**AIM OF THE TASK:** Please present each line of the material below as an item in a numbered list, leaving out any blank lines.

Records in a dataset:
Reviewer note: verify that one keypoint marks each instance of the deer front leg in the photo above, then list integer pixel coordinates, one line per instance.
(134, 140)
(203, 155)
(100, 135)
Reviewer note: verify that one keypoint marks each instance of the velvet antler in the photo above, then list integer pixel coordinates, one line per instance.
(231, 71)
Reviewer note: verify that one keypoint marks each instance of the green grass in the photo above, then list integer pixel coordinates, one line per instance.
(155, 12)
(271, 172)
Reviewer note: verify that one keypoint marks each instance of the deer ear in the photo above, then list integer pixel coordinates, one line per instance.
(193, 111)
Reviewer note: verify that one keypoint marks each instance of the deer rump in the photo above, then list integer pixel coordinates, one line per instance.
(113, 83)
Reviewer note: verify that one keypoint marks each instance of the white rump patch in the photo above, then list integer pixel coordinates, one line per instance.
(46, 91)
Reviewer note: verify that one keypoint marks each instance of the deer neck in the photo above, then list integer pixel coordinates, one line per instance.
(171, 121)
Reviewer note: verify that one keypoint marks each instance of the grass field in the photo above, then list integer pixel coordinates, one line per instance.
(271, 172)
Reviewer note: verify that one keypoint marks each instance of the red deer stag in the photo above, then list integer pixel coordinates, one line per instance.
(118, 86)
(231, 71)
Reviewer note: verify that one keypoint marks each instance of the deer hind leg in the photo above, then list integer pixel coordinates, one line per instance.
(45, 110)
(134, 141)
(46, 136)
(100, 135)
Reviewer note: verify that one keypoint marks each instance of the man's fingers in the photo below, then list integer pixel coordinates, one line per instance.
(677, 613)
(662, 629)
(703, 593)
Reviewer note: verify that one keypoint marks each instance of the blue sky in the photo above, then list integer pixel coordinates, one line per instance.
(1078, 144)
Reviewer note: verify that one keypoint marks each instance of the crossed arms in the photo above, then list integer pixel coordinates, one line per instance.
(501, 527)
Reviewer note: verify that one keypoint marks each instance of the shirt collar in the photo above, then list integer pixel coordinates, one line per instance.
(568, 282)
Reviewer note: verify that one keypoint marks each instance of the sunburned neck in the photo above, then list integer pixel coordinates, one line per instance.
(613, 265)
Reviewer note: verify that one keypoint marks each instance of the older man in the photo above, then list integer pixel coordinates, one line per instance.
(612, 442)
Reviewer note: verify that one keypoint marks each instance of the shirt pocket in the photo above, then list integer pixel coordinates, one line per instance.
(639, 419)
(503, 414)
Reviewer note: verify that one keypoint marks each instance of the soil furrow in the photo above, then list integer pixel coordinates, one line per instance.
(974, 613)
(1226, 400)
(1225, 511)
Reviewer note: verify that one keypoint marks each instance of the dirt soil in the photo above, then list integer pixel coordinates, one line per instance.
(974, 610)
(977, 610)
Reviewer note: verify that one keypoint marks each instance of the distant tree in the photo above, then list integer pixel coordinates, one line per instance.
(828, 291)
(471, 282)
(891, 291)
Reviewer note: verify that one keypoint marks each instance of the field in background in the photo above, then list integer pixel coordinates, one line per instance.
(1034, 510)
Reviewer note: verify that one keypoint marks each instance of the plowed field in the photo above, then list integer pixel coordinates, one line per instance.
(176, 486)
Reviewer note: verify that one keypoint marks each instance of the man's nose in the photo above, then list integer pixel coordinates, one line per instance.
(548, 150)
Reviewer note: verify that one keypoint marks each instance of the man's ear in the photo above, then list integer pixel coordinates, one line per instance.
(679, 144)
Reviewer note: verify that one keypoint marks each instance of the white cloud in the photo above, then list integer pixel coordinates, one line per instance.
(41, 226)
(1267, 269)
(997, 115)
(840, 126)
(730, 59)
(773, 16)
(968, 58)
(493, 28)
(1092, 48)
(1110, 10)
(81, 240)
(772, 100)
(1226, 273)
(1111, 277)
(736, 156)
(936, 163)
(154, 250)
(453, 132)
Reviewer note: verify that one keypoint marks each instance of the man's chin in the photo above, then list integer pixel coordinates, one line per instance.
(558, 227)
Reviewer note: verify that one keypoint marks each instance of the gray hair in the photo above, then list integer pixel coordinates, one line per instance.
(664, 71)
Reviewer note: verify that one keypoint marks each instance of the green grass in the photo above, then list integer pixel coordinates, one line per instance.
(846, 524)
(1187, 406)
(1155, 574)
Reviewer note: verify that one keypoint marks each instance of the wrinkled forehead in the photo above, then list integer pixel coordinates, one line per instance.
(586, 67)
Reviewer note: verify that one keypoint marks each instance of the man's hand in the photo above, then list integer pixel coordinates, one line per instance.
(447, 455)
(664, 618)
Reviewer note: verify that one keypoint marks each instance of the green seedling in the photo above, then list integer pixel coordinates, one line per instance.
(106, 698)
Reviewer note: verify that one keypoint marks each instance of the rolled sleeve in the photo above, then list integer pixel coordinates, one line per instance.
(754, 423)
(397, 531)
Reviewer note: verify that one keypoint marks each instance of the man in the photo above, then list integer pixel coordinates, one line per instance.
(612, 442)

**ANSWER TO THE PROBLEM:**
1. Reviewer note: verify that one keypoint marks each instance of the deer front leg in the photo above, then list integer pixel coordinates, one line per instance.
2. (134, 140)
3. (203, 155)
4. (100, 135)
5. Reviewer note: verify that one keypoint marks each instance of the velvet antler in the photo above, then list integer pixel coordinates, one line per instance.
6. (231, 71)
7. Reviewer note: verify that one keypoint marks each instance of the green grass in the photo above, then list integer pixel coordinates, one line per instance.
8. (155, 12)
9. (271, 172)
10. Reviewer note: verify that one keypoint marks each instance of the deer ear in the photo above, then list integer pixel coordinates, one line per instance.
11. (193, 111)
12. Reviewer note: verify that one keypoint marks each instance of the deer rump in the photo above, then list integer pixel coordinates, one line per instance.
13. (113, 83)
14. Reviewer note: verify that one keypoint marks each instance of the white rump patch in the photo above, then list integer pixel coordinates, one line per instance.
15. (46, 91)
16. Reviewer note: verify that one keypoint marks each instance of the deer neck in the photo above, then list integer pixel coordinates, one line per instance.
17. (171, 121)
18. Reviewer note: verify that one keypoint marks each instance of the grass field in the photo above, then list integer pixel coordinates, one line per instance.
19. (271, 172)
20. Reviewer note: verify that one keypoint marks each instance of the red deer stag in the photo above, then list integer pixel coordinates, one line per instance.
21. (118, 86)
22. (231, 71)
23. Reviewer note: verify that one keypoint marks each instance of the deer hind leg in the photo above, then list integer pixel coordinates, one line per instance.
24. (45, 110)
25. (134, 141)
26. (46, 136)
27. (100, 135)
28. Reviewer note: verify that one keypoint marks each instance of the man's fingers in the photo below, then list integer pixel coordinates, one line per instance.
29. (677, 613)
30. (662, 629)
31. (703, 593)
32. Reviewer note: verify that one keypoint marks each instance of the blue sky in the photo above, then list integer pixel coordinates, one line per instance.
33. (1078, 144)
34. Reviewer note: verify that one keypoint marks each instance of the crossed arms in the photo above, then list integer pixel coordinates, one line per instance.
35. (501, 527)
36. Reviewer note: verify that one keypoint marks each instance of the shirt collar in the photo above, then list integer pixel coordinates, one line per instance.
37. (568, 282)
38. Reviewer note: verify that one keypoint marks each instance of the sunburned neck in the photo above, then list integer pixel coordinates, one line per instance.
39. (613, 265)
40. Reviewer note: verify that one keypoint marks each instance of the older man in the photo above, then list integer pixel coordinates, one line per instance.
41. (612, 442)
42. Reviewer note: verify that one keypoint marks each instance of the shirt pocket in the photo above, then list integer pixel coordinates, one line per instance.
43. (639, 419)
44. (503, 414)
45. Reviewer note: verify that one keypoint marks each instance of the soil furrow in the photo above, then list integer pixel coordinates, one line per instance.
46. (974, 613)
47. (1226, 400)
48. (1225, 511)
49. Reviewer note: verify that one keypoint marks each instance of the dirt soil in the photo above, then list integer pixel coordinates, one line per instance.
50. (974, 610)
51. (977, 610)
52. Reviewer note: verify that one keypoint marks each instance of the distant tree in the photo above, then list integer pixel coordinates, one line per instance.
53. (828, 291)
54. (471, 282)
55. (891, 291)
56. Reviewer note: verify that one keypoint marks each instance of the field in background in the photo above, then list integer pixel coordinates, one line per instance.
57. (1034, 510)
58. Reviewer note: verify that one keypoint marks each instance of the plowed field in the photo above, then list integer pixel coordinates, one line per instance.
59. (176, 486)
60. Reviewer note: verify that one keypoint marks each instance of the man's nose in the photo above, then list integer pixel coordinates, one line per instance.
61. (548, 150)
62. Reviewer note: verify that one keypoint marks each instance of the man's ear in the photo above, then list integer pixel coordinates, one line per instance.
63. (679, 144)
64. Reviewer note: verify that one keypoint marks each instance of the white cloud in the photo above, then list integer pixel coordinates, one line per instance.
65. (41, 226)
66. (1267, 269)
67. (997, 115)
68. (840, 126)
69. (730, 59)
70. (773, 16)
71. (968, 58)
72. (493, 28)
73. (1092, 48)
74. (1110, 10)
75. (81, 240)
76. (772, 100)
77. (1226, 273)
78. (1111, 277)
79. (736, 156)
80. (936, 163)
81. (154, 250)
82. (453, 132)
83. Reviewer note: verify that one keypoint marks each instance of the man's chin in the photo above, then list integer pixel coordinates, one line per instance.
84. (558, 227)
85. Reviewer note: verify that one keypoint marks each instance of the gray hair in the photo above, then list integer pixel coordinates, one line per instance.
86. (664, 71)
87. Reviewer note: verify that one keypoint marks each instance of the green grass in the photo above, then list integer pixel coordinates, one line per instance.
88. (846, 524)
89. (1187, 406)
90. (1155, 574)
91. Reviewer note: verify that one keypoint marks each instance of the wrinkled forehead in the photo above, then list integer pixel coordinates, one line per instance.
92. (586, 67)
93. Reviewer note: verify that one keypoint marks each instance of the man's hand in the photo above, then list integer pixel coordinates, one line per instance.
94. (447, 455)
95. (664, 618)
96. Reviewer note: verify that one keypoint marks each instance of the green seedling in the photo above, then list integer pixel coordinates, one line per instance.
97. (106, 698)
98. Reviewer note: verify that one keypoint marks each instance of the rolled sleeve in the photo above, then list integer pixel coordinates, one line per instance.
99. (754, 423)
100. (397, 531)
101. Reviewer note: verify that one keypoint marks each instance of the man in the photo above, then list integer pixel coordinates, one line per instance.
102. (612, 442)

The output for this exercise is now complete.